------ Given records

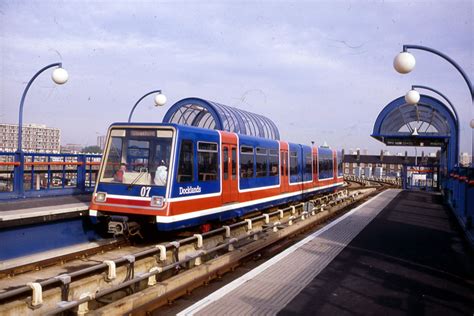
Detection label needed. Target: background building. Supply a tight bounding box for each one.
[61,144,83,154]
[0,123,61,153]
[97,135,105,150]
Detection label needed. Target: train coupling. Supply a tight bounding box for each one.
[108,215,143,238]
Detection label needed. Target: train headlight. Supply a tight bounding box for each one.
[95,192,107,203]
[154,196,167,207]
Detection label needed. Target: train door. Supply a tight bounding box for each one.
[280,151,288,192]
[222,144,238,203]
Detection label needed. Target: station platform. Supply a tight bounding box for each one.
[0,194,92,228]
[178,189,474,315]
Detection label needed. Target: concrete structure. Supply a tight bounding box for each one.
[0,123,61,154]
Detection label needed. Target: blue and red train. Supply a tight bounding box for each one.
[90,116,343,233]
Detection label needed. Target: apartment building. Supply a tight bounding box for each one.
[0,123,61,153]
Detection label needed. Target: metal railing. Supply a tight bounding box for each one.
[0,152,102,200]
[441,167,474,233]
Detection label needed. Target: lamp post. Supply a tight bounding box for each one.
[128,90,166,123]
[14,63,69,196]
[393,45,474,166]
[393,45,474,99]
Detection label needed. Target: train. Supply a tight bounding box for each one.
[89,123,343,235]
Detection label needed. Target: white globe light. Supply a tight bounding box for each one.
[51,68,69,84]
[155,93,166,106]
[405,90,420,105]
[393,52,416,74]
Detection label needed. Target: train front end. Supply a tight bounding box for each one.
[89,123,177,235]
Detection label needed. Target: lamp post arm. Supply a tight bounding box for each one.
[128,90,161,123]
[17,63,63,152]
[403,45,474,100]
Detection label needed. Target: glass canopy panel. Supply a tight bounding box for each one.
[163,98,280,140]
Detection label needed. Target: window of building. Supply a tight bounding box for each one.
[198,142,218,181]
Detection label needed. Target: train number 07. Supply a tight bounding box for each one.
[140,187,151,197]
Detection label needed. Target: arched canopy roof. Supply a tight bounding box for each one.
[163,98,280,140]
[371,95,459,169]
[371,95,458,146]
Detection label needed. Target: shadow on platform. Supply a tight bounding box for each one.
[279,191,474,315]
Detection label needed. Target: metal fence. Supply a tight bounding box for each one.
[0,152,102,200]
[442,167,474,233]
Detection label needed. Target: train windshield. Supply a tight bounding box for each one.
[100,129,173,186]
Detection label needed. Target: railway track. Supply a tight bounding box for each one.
[0,185,385,315]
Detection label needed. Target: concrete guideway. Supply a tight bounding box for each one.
[179,190,474,315]
[178,189,400,315]
[0,188,375,314]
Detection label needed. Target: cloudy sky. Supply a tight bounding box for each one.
[0,0,474,153]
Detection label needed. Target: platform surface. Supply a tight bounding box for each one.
[0,194,92,222]
[180,190,474,315]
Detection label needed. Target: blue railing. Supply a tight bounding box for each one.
[442,167,474,242]
[0,152,102,200]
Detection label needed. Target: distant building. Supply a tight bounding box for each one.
[0,123,61,154]
[61,144,83,154]
[459,153,471,167]
[97,135,105,150]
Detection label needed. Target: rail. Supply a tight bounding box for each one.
[0,152,102,200]
[0,189,373,314]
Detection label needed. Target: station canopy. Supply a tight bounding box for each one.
[371,95,457,147]
[163,98,280,140]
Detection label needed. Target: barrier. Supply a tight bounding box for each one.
[0,152,102,200]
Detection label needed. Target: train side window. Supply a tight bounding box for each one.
[102,137,123,182]
[290,151,298,176]
[198,142,218,181]
[304,153,313,181]
[268,149,279,177]
[222,147,229,180]
[256,147,268,178]
[232,148,237,180]
[280,152,286,177]
[177,139,194,182]
[240,146,255,178]
[313,155,318,178]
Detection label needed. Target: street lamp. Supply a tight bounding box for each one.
[393,45,474,166]
[14,63,69,195]
[393,45,474,99]
[405,88,420,105]
[128,90,166,123]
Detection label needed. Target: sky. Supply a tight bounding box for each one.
[0,0,474,154]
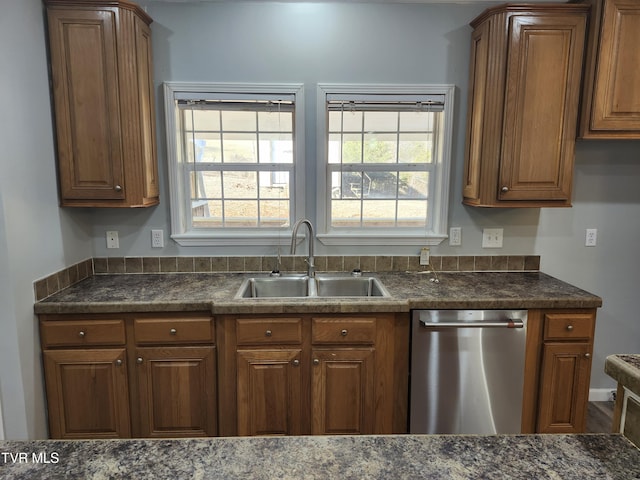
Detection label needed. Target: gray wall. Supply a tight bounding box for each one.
[0,0,640,438]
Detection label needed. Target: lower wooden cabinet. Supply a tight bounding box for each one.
[43,348,131,439]
[522,309,596,433]
[219,314,409,436]
[40,314,218,439]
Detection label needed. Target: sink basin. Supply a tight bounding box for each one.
[237,276,310,298]
[316,276,389,297]
[236,274,389,298]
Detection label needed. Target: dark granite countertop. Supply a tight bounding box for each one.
[604,354,640,395]
[35,272,602,314]
[0,434,640,480]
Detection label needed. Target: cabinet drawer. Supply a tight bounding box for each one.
[236,318,302,345]
[133,317,215,344]
[40,319,126,348]
[311,317,376,345]
[544,313,595,340]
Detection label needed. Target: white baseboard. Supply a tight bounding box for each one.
[589,388,615,402]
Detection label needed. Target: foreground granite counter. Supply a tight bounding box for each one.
[35,272,602,314]
[0,434,640,480]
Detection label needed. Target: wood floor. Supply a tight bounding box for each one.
[587,402,613,433]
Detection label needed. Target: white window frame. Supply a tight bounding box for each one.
[164,82,305,246]
[316,83,455,246]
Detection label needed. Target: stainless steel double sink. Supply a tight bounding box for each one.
[236,273,389,298]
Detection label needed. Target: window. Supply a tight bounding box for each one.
[318,85,453,245]
[165,83,304,245]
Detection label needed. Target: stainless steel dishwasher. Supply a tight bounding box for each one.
[409,310,527,434]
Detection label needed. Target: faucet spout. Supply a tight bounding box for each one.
[291,218,316,277]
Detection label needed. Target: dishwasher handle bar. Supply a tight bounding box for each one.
[420,318,524,329]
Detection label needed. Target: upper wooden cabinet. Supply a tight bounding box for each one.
[579,0,640,139]
[45,0,159,207]
[463,4,589,207]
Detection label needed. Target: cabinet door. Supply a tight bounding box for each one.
[311,348,375,435]
[584,0,640,133]
[136,346,217,437]
[498,13,586,202]
[236,349,304,435]
[48,8,125,202]
[43,348,131,439]
[537,342,591,433]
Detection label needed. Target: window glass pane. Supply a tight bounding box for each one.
[398,133,433,163]
[222,110,257,132]
[260,133,293,163]
[258,109,293,132]
[222,171,258,199]
[260,200,289,227]
[342,134,362,163]
[397,200,427,228]
[222,133,258,163]
[190,171,222,199]
[224,200,258,228]
[364,133,397,163]
[259,171,289,200]
[364,112,398,132]
[362,200,396,227]
[400,112,434,132]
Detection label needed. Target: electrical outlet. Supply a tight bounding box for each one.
[482,228,503,248]
[420,247,429,265]
[151,230,164,248]
[449,227,462,247]
[107,230,120,248]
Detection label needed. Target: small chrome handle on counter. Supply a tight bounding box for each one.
[420,319,524,329]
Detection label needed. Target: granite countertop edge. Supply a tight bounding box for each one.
[34,272,602,315]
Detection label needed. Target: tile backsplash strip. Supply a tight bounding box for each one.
[34,255,540,301]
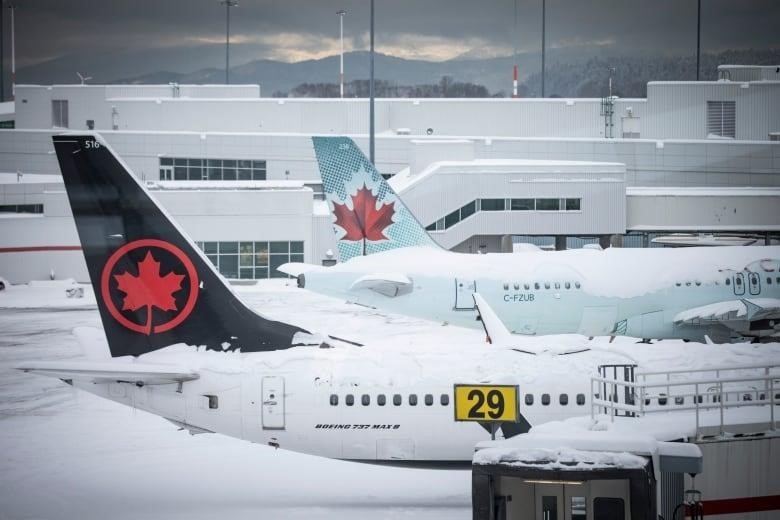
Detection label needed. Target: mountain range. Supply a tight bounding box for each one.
[17,45,780,97]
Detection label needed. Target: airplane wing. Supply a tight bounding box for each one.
[16,361,200,386]
[349,273,413,298]
[674,298,780,331]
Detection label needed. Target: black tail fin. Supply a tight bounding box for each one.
[54,134,306,357]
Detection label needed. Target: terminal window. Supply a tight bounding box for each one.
[707,101,737,138]
[197,241,303,279]
[160,157,267,181]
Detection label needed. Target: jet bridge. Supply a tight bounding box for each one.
[472,431,702,520]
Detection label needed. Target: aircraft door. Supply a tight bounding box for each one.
[260,376,284,430]
[455,278,477,311]
[748,273,761,296]
[734,273,745,296]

------------

| Given task |
Rewrite all of the entries with every "Supply" swapped for "Provide" and everything else unchanged. Omit the pictures from your output.

| Task response |
Detection label needed. Target: background building. Provide a tight bounding box for each one.
[61,144,83,154]
[0,123,61,153]
[97,135,105,150]
Detection label needed. Target: train coupling. Provide a tight bounding box for each one.
[108,215,143,238]
Detection label needed. Target: train headlight. Provide a tight bounding box for each one.
[95,192,107,203]
[154,196,167,207]
Detection label needed. Target: train door. Provide a tight bounding box for each one.
[280,151,288,192]
[222,144,238,203]
Detection label needed. Target: station platform. Provide a tight bounding box for each one.
[0,194,92,228]
[178,189,474,315]
Detection label needed. Target: concrete structure. Provide a tight bounding box for each one.
[0,123,61,154]
Detection label needed. Target: blue and red train. Provide a tight bounding box for each one.
[90,116,343,233]
Detection label needed. Target: apartment building. Provide a tight bounding box for each one.
[0,123,61,153]
Detection label needed. Target: metal railing. Provide a tight bounding box for each one.
[0,152,102,200]
[441,167,474,233]
Detection label needed. Target: lamp post. Provide a tight bounding box for each one.
[128,90,166,123]
[14,63,69,196]
[393,45,474,166]
[393,45,474,99]
Detection label needed. Target: train. Provide a tight bounding box for each one.
[89,123,343,235]
Detection label needed. Target: white globe light. Provide a tight bounding box for each one.
[51,68,69,84]
[155,93,166,106]
[405,90,420,105]
[393,52,416,74]
Detection label needed. Target: train front end. Provide a tight bounding box for each one.
[89,123,177,235]
Detection label needed. Target: lamp post arm. Provide a tight bounding box for each one.
[128,90,161,123]
[17,63,63,152]
[403,45,474,100]
Detection label needed. Target: glass canopy panel. Provide a tight bounding box for each one.
[163,98,280,140]
Detection label needed. Target: window of building. Provide a tight bounding box for each one.
[198,142,218,181]
Detection label needed. Target: train number 07. Provide a tight bounding box for each one.
[140,187,151,197]
Detection label needed. Target: arched canopy roof. Provide a tight bounding box for each one.
[163,98,280,140]
[371,95,459,169]
[371,95,458,146]
Detection label needed. Target: shadow on platform. Provide a tight bounding box for each one.
[279,191,474,315]
Detection label needed. Target: metal fence. Provide a tight bounding box for each one.
[0,152,102,200]
[442,167,474,233]
Detection label needed. Target: train windshield. Provide a tight bounding box for each one.
[100,129,173,186]
Detection label needed. Target: railway track. Provide a tight bounding box for each one.
[0,185,385,315]
Detection label needed. Target: concrete guideway. Provide a tight bounding box for each one.
[179,190,474,315]
[178,189,400,315]
[0,188,375,314]
Detection label needed. Target: cloudy sky. Provide a tight bounding box for each one.
[0,0,474,153]
Detection label needed. Target: platform surface. Provide a tight bounding box for each one.
[0,194,92,222]
[180,190,474,315]
Detection label needed. Target: blue railing. Provide a tight bounding box for each one.
[442,167,474,242]
[0,152,102,200]
Detection label needed. Target: distant building. Provide a tight bounding box for each one.
[0,123,61,154]
[61,144,83,154]
[459,153,471,167]
[97,135,105,150]
Detection label needed. Target: rail. Provide a tight bounding box for each one.
[0,152,102,200]
[0,189,373,314]
Detection label needed. Target: station canopy. Provide a tight bounding box for each one.
[371,95,457,147]
[163,98,280,140]
Detection label needed. Target: barrier. Provide a tight bounding box for each one.
[0,152,102,200]
Detection label needed. Target: train side window. Provide a tight bounding box for each one.
[102,137,123,182]
[290,151,298,176]
[198,142,218,181]
[304,153,313,181]
[268,149,279,177]
[222,147,229,180]
[256,147,268,178]
[232,148,237,180]
[280,152,286,177]
[177,139,194,182]
[240,146,255,178]
[313,155,318,178]
Detection label needed. Target: street lamp. Provide a tight bounding box for each one.
[393,45,474,166]
[14,63,69,195]
[393,45,474,99]
[405,88,420,105]
[128,90,166,123]
Detection label needed. Target: sky. Provide a tight bounding box for each one.
[0,0,474,154]
Detection label needed. Target: gray wall. Provide a tight bounding box for each one.
[0,0,640,438]
Detection label needed. Target: lower wooden cabinet. Provide a tight bounding box for each one.
[43,348,131,439]
[522,309,596,433]
[219,314,409,436]
[40,314,218,439]
Detection label needed. Target: sink basin. Provide a tight bounding box for each one.
[237,276,310,298]
[316,276,389,297]
[236,274,389,298]
Detection label needed. Target: dark granite countertop. Provide a tight bounding box for each one.
[604,354,640,395]
[35,272,602,314]
[0,434,640,480]
Detection label needed. Target: cabinet drawer. Provide a tight bounding box for each one.
[236,318,302,345]
[133,317,215,344]
[40,319,126,348]
[311,317,376,345]
[544,313,595,340]
Detection label needed. Target: white baseboard. Provide a tight bounding box for each one.
[589,388,615,402]
Detection label needed. Target: foreground granite counter. Provide a tight bounding box for each one.
[35,272,602,314]
[0,434,640,480]
Detection label needed. Target: wood floor. Provide a tight bounding box for each one.
[587,402,613,433]
Detection label needed. Target: white window frame. Provide a tight bounding box for each one.
[164,82,305,246]
[316,83,455,246]
Detection label needed. Target: stainless steel double sink. Provide a tight bounding box for each one.
[236,273,389,298]
Detection label needed. Target: window. Provide a tight bounding box for each one.
[318,85,453,245]
[165,83,304,245]
Detection label needed. Target: stainless steel dishwasher. Provide a tight bounding box for each one.
[409,310,527,434]
Detection label needed. Target: faucet spout. Provide a tight bounding box for each one.
[291,218,316,277]
Detection label needed. Target: dishwasher handle bar. Provide a tight bounding box for each one.
[420,318,524,329]
Detection label needed. Target: upper wooden cabinet. Provide a tight bounding box for each one.
[579,0,640,139]
[45,0,159,207]
[463,4,589,207]
Detection label needed. Target: cabinet door. Provide a tight bounding box for each one.
[311,348,375,435]
[584,0,640,133]
[136,346,217,437]
[498,13,586,202]
[236,349,304,435]
[48,8,125,202]
[43,348,131,439]
[537,342,591,433]
Detection label needed. Target: window glass pane. Provide a tight bounding box for each one.
[398,133,433,163]
[222,110,257,132]
[260,133,293,163]
[258,109,293,132]
[222,171,258,199]
[260,200,289,227]
[342,134,362,163]
[397,200,427,228]
[222,133,258,163]
[190,171,222,199]
[224,200,258,228]
[364,133,397,163]
[259,171,289,200]
[364,112,398,132]
[362,200,396,227]
[400,112,434,132]
Detection label needed. Target: electrical outlet. Provide a tight bounding box for each one.
[482,228,503,248]
[420,247,429,265]
[151,230,164,248]
[449,227,462,247]
[107,230,120,248]
Detection label needed. Target: small chrome handle on counter. Provide a tight bounding box for each one.
[420,319,524,329]
Detection label needed. Target: granite countertop edge. Provide a tight bounding box for each one.
[34,272,602,315]
Detection label needed. Target: tile backsplash strip. Provide a tight bounding box for each one.
[34,255,540,301]
Detection label needed. Target: mountain range. Provide a tight bounding box for each one.
[17,45,780,97]
Detection label needed. Target: airplane wing. Provide a tight bounding box for each one.
[16,361,200,386]
[349,273,413,298]
[674,298,780,331]
Detection label needed. Target: black tail fin. Provide a tight bounding box for each one.
[54,134,306,357]
Detection label needed. Target: terminal window. Provide a tight bounding box for each one.
[707,101,737,138]
[197,241,303,279]
[160,157,267,181]
Detection label needed. Target: jet bridge. Provide a tight bounding box for each one.
[472,431,702,520]
Detection label needed. Target: aircraft door. Provide a tight bounding box for each one.
[260,376,284,430]
[455,278,477,311]
[748,273,761,296]
[734,273,745,296]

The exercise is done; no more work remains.